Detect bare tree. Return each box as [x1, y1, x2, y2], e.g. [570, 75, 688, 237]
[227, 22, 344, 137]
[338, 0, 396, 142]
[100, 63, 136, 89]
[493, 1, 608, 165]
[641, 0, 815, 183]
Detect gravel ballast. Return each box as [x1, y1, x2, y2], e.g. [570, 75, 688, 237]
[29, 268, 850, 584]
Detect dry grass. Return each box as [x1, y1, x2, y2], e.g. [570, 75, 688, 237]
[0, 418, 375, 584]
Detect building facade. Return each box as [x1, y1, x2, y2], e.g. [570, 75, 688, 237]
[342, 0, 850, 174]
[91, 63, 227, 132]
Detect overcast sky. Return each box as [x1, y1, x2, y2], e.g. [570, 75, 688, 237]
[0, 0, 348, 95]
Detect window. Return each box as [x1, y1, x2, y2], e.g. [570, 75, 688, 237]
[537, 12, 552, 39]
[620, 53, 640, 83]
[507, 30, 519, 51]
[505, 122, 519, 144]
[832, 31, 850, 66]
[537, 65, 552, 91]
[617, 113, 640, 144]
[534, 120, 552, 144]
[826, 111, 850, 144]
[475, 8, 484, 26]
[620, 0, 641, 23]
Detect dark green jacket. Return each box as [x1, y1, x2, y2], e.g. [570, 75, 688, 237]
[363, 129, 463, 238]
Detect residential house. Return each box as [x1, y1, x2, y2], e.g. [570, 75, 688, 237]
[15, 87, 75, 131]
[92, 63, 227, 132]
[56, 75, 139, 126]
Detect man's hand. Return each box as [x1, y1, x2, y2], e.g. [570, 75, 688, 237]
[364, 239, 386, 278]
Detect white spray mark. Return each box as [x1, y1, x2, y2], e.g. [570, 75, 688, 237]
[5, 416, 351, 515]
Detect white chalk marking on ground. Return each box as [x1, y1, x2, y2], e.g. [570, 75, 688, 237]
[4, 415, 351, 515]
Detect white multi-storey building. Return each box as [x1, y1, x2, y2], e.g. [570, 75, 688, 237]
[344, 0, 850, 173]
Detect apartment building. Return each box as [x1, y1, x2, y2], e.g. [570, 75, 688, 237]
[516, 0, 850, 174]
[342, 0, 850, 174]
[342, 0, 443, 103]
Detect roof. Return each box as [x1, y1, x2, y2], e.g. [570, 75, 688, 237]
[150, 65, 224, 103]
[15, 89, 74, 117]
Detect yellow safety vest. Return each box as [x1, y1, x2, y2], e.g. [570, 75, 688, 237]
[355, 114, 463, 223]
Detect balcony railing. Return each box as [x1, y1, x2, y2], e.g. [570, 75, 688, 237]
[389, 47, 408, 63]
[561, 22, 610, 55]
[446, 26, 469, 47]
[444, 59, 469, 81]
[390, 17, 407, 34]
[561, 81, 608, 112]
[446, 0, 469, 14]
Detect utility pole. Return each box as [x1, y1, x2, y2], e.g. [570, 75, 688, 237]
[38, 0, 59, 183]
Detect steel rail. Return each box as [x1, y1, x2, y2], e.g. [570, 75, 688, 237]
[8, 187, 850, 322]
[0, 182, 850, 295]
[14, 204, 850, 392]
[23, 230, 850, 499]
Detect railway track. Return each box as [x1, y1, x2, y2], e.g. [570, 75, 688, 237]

任务说明
修改以上清单，把每一处"Detect"都换成"Locate"，其余内容保持原样，完整写出修改后的清单。

参考答案
Locate bare tree. Return each box as [x1, y1, x2, y2], e.g. [570, 75, 688, 237]
[227, 22, 344, 137]
[338, 0, 396, 142]
[100, 63, 136, 89]
[493, 1, 608, 165]
[641, 0, 815, 183]
Locate gravel ballast. Return each box as [x1, y1, x2, y2], e.g. [570, 75, 688, 237]
[29, 268, 850, 584]
Locate dry grass. Return each box as [x1, y1, x2, y2], e.g. [570, 75, 688, 237]
[0, 418, 375, 584]
Locate building facade. Return each box as [x1, y1, x2, y2], e.g. [570, 75, 688, 237]
[342, 0, 850, 174]
[91, 63, 227, 132]
Locate overcast sky. Return each box as [x1, y1, x2, y2], e.g. [570, 75, 688, 237]
[0, 0, 348, 95]
Locate window. Return each box as [x1, y1, x2, y2], e.g. [570, 75, 688, 237]
[537, 12, 552, 39]
[620, 53, 640, 83]
[507, 30, 519, 51]
[505, 122, 519, 144]
[832, 31, 850, 66]
[537, 65, 552, 91]
[617, 113, 640, 144]
[534, 120, 552, 144]
[826, 111, 850, 144]
[475, 8, 484, 26]
[620, 0, 641, 23]
Locate dark green jacket. Return each box as [x1, y1, x2, y2], e.g. [570, 75, 688, 237]
[363, 129, 463, 238]
Locate residential house. Return each box as [x1, y1, x2, y2], e.g. [570, 75, 688, 237]
[15, 87, 75, 131]
[92, 63, 227, 132]
[56, 75, 139, 126]
Locate man's hand. Return each box as [x1, y1, x2, y2], e.g. [570, 75, 688, 237]
[364, 239, 386, 278]
Locate white spray mark. Return each box as [x1, y1, x2, y2], e.g. [570, 75, 688, 237]
[5, 416, 351, 515]
Locate white chalk marking on ground. Return each box as [x1, y1, x2, y2], e.g. [570, 75, 688, 237]
[4, 415, 351, 515]
Locate white multi-storey building. Return each box as [x1, y1, x2, y2], e.g. [570, 75, 688, 237]
[344, 0, 850, 173]
Locate apartment building. Return each box as [x1, y1, x2, y2], e.g. [570, 75, 688, 237]
[516, 0, 850, 174]
[342, 0, 850, 174]
[342, 0, 443, 103]
Locate roof. Return each box as [x1, y1, x2, y2], e.g. [570, 75, 688, 237]
[150, 65, 224, 103]
[15, 89, 74, 117]
Locate yellow safety vest. Return each box as [x1, y1, x2, y2], e.g. [570, 75, 688, 237]
[355, 114, 463, 223]
Locate balcony railing. Return each box as [x1, y1, x2, y2], e.g. [570, 75, 688, 237]
[389, 47, 408, 63]
[561, 22, 610, 55]
[446, 26, 469, 47]
[444, 59, 469, 81]
[390, 17, 407, 34]
[561, 81, 608, 112]
[446, 0, 469, 14]
Locate utility pole. Return each box as [x1, y1, x2, y2], e.g. [570, 75, 688, 237]
[38, 0, 59, 183]
Locate steel rail. Return each box as [x1, y1, x2, y2], e.g. [570, 75, 688, 237]
[8, 187, 850, 322]
[0, 182, 850, 295]
[14, 204, 850, 392]
[23, 230, 850, 499]
Locate railway track. Return each box as [x1, y1, x2, y2], e.g. [570, 75, 688, 237]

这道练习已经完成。